» DOCUMENT PASSAGE

──────

# auguri Manuel M!!!



## winnie

Manuel M reached 1000 level!!!

thank you very much for your clever & witty contribution.


----------



## Elisa68

Well, well, well. I have checked all your posts and they are incredibly helpful...all but one... this one...which I would delete ASAP!!!!   


*nifrahlek!*​

Elisa


----------



## lsp

If anyone epitomizes the spirit of WR, it is Manuel_M. 
1000 times helpful, 1000 times thoughtful, 1000 times generous.... 

*1000 thanks! Mille grazie!*​


----------



## Lancel0t

Congratulations!


----------



## Jana337

_* 1000 x nirringrazzjak *_
 
_* I tuoi post sono Manuelissimi! *_
​


----------



## Alfry

it's always a privilege to read your posts.

──────

» EXCERPTED DATA
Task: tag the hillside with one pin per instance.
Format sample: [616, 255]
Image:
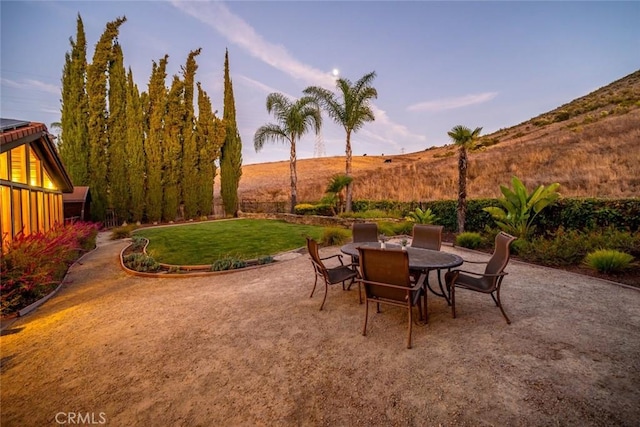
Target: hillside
[591, 146]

──────

» SET OF TASKS
• a. What level did Manuel M reach, according to the congratulations thread?
• b. Please carry on the congratulations thread after its final post.
The material plays no part in this.

» PER-TASK ANSWERS
• a. Level 1000.

• b.
grande Manuel


----------



## Manuel_M

Grazie a tutti!! non solo degli auguri ma anche, e soprattutto, dell'aiuto che mi date.


----------



## rom_itn

Sorry for been late to the party..  

Auguri M:M!! Parli inglese ed italiano meglio di nativi!!!
Cheers!!
Rom


----------



## Manuel_M

Thanks....

I'm somewhat   at your generous exaggeration.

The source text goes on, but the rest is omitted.